» 本文
<<<<
2024.2.26

ひな祭りには何を食べる?定番からおすすめ、地域差による違いをご紹介

ひな祭りには何を食べる?定番からおすすめ、地域差による違いをご紹介

毎年3月3日は「ひな祭り」。ひな人形を飾ったり、桃の節句にちなんだ食べ物を用意して子どもの成長をお祝いするご家庭も多いのではないでしょうか。そこで今回は、ひな祭りで食べる定番の食べ物やその由来、地域による違いについて解説します。後半では、ひな祭りにおすすめのレシピもご紹介するので、ぜひご覧くださいね。

  • 目次
  • ひな祭りで食べる定番のものは?
  • ひなあられ
  • 菱餅
  • ちらし寿司
  • はまぐりのお吸い物
  • 白酒、甘酒
  • ひな祭りにおすすめの食べ物は?
  • 桜餅

ひな祭りで食べる定番のものは?

「ひな祭り」は、女の子の健やかな成長と幸せを願う行事。ひな人形や桃の花を飾ったり、ひなあられを食べるなど、ひな祭りならではの習慣がたくさんありますよね。そのなかでも、今回はひな祭りの食べ物にスポットを当ててご紹介します。まずは定番のものから見てみましょう。

ひなあられ

ひな祭りの食べ物といえば、多くの人が「ひなあられ」をイメージするのではないでしょうか。ピンク、白、緑のカラフルな色合いがかわいらしいお菓子ですが、ただかわいいだけではなく、それぞれの色に意味があるんです。

ピンク色は「生命」、白色は「雪の大地」、緑色は「新緑の芽吹き」を表し、「自然のエネルギーを受けて、健康に育ちますように」という意味が込められているのだとか。

また、この3色に黄色も加わった4色のひなあられもあります。4色のひなあられは春夏秋冬を表していて「一年を通して健康で過ごせますように」という願いが込められているんですよ。

菱餅

ひな人形のまわりにも飾られる「菱餅」。名前の通り菱型をしていて、ひなあられと同じくピンク色と白色、緑色の3色のお餅が重なっており、春の情景を表していますが、ほかにも意味があります。

緑色のお餅には、生命力が強く邪気を払うとされる「よもぎ」が入っています。これは、ひな祭りの起源ともなった中国の「上巳節(じょうしせつ)」で母子草(ハハコグサ)という植物を入れたお餅を食べていたことが由来です。白いお餅は繁殖力が強く、子孫繁栄や長寿を象徴する「ひしの実」が入っています。そして「クチナシ」で色付けされたピンク(赤)のお餅には、魔除けの意味があるのだそうです。加えて不老長寿の力を持つとされる桃の花を表しているともいわれています。

ちなみに菱餅が菱形なのは、繁殖力の強いひしの実の形を模している、心臓の形を表しているなど諸説あるようです。

ちらし寿司

ちらし寿司には「長寿」を意味するエビ、「遠くまで見通せる」レンコン、「金銀財宝」を表す錦糸卵といった縁起のよい具材がよく使われますよね。見た目も華やかでお祝いの席にぴったりな一品であるため、ひな祭りの定番になったようです。
>>>>
» 練習問題
1. 次の(a)〜(c)が本文の内容と合っているかどうかを、それぞれ「はい」か「いいえ」で答えてください。判断の根拠となる本文の語句を、そのまま引用して添えてください。
(a) 4色のひなあられは春夏秋冬を表している。
(b) 菱餅の白いお餅にはよもぎが入っている。
(c) ちらし寿司のレンコンは「長寿」を意味する。
2. 本文のうち、「ひな祭りの食べ物といえば、多」から「が、ほかにも意味があります。」までの部分を一字も変えずに書き写してください。

» データ一覧
<<<<
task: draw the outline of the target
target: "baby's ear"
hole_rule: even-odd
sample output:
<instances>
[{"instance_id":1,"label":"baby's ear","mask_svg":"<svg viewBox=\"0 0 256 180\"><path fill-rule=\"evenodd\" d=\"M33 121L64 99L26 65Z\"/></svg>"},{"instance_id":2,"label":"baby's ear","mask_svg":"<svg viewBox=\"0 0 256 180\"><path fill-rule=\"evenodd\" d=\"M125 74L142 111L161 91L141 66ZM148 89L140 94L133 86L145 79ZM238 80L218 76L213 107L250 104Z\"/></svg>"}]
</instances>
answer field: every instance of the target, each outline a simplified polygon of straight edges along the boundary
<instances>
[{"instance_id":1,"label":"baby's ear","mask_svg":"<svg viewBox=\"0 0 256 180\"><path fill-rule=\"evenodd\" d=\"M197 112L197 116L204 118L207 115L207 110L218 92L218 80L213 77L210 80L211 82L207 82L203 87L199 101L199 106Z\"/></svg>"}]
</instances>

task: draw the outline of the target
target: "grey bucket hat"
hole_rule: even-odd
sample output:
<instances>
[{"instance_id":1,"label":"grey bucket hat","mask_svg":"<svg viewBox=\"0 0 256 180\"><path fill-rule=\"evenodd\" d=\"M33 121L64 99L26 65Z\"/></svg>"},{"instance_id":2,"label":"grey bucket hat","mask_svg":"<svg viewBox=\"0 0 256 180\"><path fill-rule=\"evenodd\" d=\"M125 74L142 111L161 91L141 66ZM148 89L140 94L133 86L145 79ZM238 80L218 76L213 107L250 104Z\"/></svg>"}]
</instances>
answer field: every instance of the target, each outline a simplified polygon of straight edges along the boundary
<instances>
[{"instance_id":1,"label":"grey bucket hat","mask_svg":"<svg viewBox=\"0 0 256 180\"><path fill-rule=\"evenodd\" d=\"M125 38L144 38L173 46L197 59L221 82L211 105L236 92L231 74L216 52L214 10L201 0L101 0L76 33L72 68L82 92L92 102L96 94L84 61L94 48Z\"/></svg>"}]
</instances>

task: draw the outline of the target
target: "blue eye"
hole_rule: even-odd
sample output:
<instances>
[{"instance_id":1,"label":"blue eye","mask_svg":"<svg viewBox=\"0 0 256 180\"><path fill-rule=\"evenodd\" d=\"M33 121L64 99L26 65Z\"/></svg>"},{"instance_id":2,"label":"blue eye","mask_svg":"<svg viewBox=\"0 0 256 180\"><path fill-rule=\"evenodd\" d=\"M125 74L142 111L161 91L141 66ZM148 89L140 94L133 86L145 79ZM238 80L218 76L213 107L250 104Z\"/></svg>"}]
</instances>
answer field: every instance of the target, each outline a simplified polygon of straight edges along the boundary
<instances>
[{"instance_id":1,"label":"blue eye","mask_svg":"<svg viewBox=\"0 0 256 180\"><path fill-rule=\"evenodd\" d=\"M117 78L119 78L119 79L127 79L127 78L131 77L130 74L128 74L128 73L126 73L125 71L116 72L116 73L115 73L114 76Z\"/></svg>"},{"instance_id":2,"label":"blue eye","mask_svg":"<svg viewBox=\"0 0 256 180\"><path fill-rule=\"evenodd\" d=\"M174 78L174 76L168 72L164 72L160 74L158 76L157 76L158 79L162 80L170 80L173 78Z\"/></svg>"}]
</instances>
>>>>
» 解答
1.
(a) はい。「4色のひなあられは春夏秋冬を表していて」
(b) いいえ。「白いお餅は繁殖力が強く、子孫繁栄や長寿を象徴する「ひしの実」が入っています」
(c) いいえ。「「長寿」を意味するエビ、「遠くまで見通せる」レンコン」

2.
ひな祭りの食べ物といえば、多くの人が「ひなあられ」をイメージするのではないでしょうか。ピンク、白、緑のカラフルな色合いがかわいらしいお菓子ですが、ただかわいいだけではなく、それぞれの色に意味があるんです。

ピンク色は「生命」、白色は「雪の大地」、緑色は「新緑の芽吹き」を表し、「自然のエネルギーを受けて、健康に育ちますように」という意味が込められているのだとか。

また、この3色に黄色も加わった4色のひなあられもあります。4色のひなあられは春夏秋冬を表していて「一年を通して健康で過ごせますように」という願いが込められているんですよ。

菱餅

ひな人形のまわりにも飾られる「菱餅」。名前の通り菱型をしていて、ひなあられと同じくピンク色と白色、緑色の3色のお餅が重なっており、春の情景を表していますが、ほかにも意味があります。